It is very curious that Sebald uses weather as that which can transcend time. This unquantifiable weather pattern that defies the rules of time and moves unpredictably toward no particular route, this storm, as it were, is what Walter Benjamin writes “what we call progress.” Austerlitz then explains that besides the dead and dying, which are outside time, those who have undergone “a certain degree of personal misfortune” may very well be “cut off from the past and the future.” Here Austerlitz is slyly speaking about himself. Having been cut off from his lineage and desperately trying to connect to his past, he deems clocks ridiculous and avoids current events in the hope,

…that time will not pass away, has not passed away, that I can turn back and go behind it, and there I find everything as it once was, or more precisely I shall find that all moments of time have co-­‐existed simultaneously, in which case none of what history tells us would be true, past events have not yet occurred but are waiting to do so at the moment when we think of them. (p 101)

In addition to being an allegory for photography itself, and a key reason that Sebald includes photographs throughout his books, the above passage summonses Walter Benjamin’s “angel of history” yet again, which Sebald cites in his closing remarks from his lecture Air, War & Literature. Benjamin’s “angel of history,” whose;

face is turned toward the past. Where we perceive a chain of events, he sees one single catastrophe which keeps piling wreckage upon wreckage and hurls it in front of his feet. The angel would like to stay, awaken the dead, make whole what has been smashed. But a storm is blowing from Paradise; it has got caught in his wings with such violence that the angel can no longer close them. This storm irresistibly propels him into the future to which his back is turned, while the pile of debris before him grows skyward. This storm is what we call progress. (Benjamin)

It seems Austerlitz himself is the angel of history. As Benjamin’s angel’s face is turned to the past, Austerlitz has turned back to try to go behind time to find his past. There, he finds that all points of time exist concurrently; likewise the angel of history sees “one single catastrophe” happening in front of him at once. Ultimately it is the storm of progress that plunges Austerlitz into the future no matter how firmly he resists. This is precisely what W.G. Sebald has done over and over again throughout all of his works by facing the past and blurring the lines of time and place through his characters, landscape and writing techniques.

________________________________________

Required actions>
(1) Answer these from the passage on Sebald and time:
(a) Besides the dead and dying, who does Austerlitz say may be "cut off from the past and the future"?
(b) In the closing remarks of which lecture does Sebald cite Benjamin's "angel of history"?
(c) According to Benjamin, where is the storm that is caught in the angel's wings blowing from?
(2) Write the next paragraph of the passage on Sebald and time, picking up after its final sentence.

(Records contained in a dataset)
________________________________________

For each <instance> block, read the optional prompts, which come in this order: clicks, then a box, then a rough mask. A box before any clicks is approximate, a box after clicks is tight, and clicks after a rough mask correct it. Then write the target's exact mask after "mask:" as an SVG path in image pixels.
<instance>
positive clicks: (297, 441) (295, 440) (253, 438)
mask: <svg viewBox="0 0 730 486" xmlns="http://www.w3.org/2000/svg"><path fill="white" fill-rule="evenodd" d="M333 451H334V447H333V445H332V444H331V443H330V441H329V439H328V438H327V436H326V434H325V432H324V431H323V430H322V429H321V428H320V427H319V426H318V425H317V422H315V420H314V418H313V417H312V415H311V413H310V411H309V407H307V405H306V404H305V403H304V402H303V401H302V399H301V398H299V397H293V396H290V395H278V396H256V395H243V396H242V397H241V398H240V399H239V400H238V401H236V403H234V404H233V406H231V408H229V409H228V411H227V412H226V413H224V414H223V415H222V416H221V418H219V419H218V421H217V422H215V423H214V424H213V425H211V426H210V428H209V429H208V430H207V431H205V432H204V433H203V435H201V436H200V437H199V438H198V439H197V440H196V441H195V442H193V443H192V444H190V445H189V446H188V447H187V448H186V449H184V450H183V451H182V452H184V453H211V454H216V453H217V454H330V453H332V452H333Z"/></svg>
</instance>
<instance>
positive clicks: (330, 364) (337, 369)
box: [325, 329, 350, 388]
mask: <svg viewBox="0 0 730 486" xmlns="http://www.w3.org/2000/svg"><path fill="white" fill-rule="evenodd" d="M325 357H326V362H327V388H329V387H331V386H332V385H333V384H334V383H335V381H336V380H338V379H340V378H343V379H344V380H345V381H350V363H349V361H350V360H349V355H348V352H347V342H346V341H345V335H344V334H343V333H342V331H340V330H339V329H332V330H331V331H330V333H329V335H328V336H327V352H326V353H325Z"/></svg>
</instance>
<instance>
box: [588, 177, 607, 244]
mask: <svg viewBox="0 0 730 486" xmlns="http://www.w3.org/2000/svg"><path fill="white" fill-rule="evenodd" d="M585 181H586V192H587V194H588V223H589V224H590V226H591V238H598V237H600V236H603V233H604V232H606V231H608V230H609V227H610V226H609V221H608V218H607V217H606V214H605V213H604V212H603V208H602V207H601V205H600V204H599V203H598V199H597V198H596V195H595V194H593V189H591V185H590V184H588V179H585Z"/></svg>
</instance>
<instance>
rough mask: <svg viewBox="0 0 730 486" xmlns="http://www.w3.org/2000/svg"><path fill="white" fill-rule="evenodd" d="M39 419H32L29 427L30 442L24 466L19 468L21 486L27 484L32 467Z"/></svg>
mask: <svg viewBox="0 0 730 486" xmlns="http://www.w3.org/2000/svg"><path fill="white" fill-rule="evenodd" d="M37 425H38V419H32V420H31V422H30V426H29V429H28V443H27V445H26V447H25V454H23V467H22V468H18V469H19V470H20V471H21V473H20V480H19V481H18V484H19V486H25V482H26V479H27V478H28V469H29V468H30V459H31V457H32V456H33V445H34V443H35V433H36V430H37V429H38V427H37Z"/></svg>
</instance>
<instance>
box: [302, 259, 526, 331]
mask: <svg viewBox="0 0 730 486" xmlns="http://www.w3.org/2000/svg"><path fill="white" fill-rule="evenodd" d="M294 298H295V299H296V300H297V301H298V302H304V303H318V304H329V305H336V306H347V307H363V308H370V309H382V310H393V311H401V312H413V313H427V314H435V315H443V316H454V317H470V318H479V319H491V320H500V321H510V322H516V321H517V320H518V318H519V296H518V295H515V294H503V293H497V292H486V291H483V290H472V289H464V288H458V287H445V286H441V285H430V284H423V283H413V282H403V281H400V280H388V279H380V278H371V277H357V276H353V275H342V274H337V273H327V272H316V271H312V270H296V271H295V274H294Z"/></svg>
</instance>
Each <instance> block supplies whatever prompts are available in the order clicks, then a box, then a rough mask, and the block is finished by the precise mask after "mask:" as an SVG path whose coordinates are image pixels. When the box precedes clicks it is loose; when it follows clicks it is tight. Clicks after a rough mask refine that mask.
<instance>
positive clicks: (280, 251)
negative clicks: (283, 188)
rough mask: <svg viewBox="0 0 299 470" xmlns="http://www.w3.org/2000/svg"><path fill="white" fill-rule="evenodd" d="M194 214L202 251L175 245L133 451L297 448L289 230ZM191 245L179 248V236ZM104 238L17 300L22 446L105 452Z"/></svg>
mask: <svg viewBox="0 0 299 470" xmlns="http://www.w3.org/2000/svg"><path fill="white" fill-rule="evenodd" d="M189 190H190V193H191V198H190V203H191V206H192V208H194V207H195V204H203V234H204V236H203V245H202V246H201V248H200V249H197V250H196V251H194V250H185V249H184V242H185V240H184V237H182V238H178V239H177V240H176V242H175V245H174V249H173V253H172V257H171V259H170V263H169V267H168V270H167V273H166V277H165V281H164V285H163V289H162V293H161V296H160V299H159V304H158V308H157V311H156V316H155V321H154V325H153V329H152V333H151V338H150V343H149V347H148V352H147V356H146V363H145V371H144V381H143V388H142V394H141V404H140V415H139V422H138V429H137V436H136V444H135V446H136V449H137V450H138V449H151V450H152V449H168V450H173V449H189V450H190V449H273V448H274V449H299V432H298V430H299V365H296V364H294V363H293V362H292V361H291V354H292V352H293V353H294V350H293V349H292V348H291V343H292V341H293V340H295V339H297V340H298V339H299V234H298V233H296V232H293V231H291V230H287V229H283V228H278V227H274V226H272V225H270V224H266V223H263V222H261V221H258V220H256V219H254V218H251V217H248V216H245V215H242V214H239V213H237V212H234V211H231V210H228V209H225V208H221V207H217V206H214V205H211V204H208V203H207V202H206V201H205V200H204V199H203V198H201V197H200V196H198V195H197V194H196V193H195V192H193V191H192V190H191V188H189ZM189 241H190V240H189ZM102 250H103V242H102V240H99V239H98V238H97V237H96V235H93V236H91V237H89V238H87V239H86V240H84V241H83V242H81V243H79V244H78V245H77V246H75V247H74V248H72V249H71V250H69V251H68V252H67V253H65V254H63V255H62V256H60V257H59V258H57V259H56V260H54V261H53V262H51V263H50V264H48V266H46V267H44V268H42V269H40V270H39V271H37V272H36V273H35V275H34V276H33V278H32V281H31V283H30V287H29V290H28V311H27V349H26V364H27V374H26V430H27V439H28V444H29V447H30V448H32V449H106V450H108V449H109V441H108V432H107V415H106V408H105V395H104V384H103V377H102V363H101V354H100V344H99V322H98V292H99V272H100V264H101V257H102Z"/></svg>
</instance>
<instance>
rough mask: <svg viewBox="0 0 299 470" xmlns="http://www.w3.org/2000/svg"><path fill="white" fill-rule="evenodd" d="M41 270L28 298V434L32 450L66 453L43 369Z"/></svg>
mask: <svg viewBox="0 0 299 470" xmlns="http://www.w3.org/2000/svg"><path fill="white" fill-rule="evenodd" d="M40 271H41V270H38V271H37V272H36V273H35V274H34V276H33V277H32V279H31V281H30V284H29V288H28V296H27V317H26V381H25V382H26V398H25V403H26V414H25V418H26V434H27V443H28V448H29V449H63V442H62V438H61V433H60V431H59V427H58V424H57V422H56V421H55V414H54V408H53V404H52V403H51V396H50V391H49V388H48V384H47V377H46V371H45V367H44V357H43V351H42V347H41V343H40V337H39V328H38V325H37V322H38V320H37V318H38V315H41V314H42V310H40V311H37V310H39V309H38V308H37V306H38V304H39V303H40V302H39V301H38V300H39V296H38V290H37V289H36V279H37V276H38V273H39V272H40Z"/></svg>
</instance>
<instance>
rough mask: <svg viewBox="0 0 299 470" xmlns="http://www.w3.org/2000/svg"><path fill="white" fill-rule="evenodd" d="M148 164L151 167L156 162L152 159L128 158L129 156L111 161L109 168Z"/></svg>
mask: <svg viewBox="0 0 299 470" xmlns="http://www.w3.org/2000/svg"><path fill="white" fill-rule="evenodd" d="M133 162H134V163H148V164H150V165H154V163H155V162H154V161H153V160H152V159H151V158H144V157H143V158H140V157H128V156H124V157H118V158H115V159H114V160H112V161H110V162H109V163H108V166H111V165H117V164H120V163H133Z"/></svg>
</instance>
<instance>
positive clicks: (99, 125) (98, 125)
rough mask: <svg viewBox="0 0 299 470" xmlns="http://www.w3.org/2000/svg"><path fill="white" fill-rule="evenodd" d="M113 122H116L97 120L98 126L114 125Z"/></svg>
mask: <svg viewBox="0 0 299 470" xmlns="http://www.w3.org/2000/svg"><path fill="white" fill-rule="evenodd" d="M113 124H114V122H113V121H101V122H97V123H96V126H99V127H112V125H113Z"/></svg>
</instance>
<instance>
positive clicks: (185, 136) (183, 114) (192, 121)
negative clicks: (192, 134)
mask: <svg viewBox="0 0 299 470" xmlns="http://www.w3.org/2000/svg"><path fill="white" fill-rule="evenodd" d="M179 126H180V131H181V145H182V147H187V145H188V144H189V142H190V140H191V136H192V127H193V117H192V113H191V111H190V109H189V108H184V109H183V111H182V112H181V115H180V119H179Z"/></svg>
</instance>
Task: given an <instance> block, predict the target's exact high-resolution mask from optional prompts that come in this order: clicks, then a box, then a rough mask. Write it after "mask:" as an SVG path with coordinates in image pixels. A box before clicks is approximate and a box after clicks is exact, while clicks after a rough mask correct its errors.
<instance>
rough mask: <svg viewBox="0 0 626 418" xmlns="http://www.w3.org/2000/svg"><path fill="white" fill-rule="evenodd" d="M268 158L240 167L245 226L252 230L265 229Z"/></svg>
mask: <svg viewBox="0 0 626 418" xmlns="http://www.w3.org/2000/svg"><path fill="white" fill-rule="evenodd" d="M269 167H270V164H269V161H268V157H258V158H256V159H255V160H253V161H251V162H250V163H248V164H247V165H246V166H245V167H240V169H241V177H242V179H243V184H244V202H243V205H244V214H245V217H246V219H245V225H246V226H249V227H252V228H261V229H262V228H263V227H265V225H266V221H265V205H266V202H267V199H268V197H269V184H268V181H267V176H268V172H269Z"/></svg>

________________________________________

Answers by item number>
(1)
(a) Those who have undergone "a certain degree of personal misfortune."
(b) Air, War & Literature.
(c) From Paradise.

(2)
Benjamin’s “angel of history” is also a pertinent guide for looking at Thomas Struth’s entire body of work. Looking at his retrospective book we find ourselves sifting through the centuries from the ancient churches of Europe and Forbidden City in Beijing, to the modern advertisements in Times Square and the rush of pedestrians through Shibuya in Tokyo. Struth presents us with the most illustrious constructs known to man, like the Pantheon and Notre Dame, as well as the mundane dwellings so many of us inhabit, like the cluttered quarters of Naples or the high-­‐rise projects in Chicago. And, perhaps he merges the past and present most vividly in his museum photographs, where he captures the general publicintermingling with great works of art from throughout the centuries. But, Struth spans the globe and the traces of history in the landscape intentionally to try to get us to look at the world as the “angel of history” looks at it, not as a chain of events, but one single occurrence, one wave of progress.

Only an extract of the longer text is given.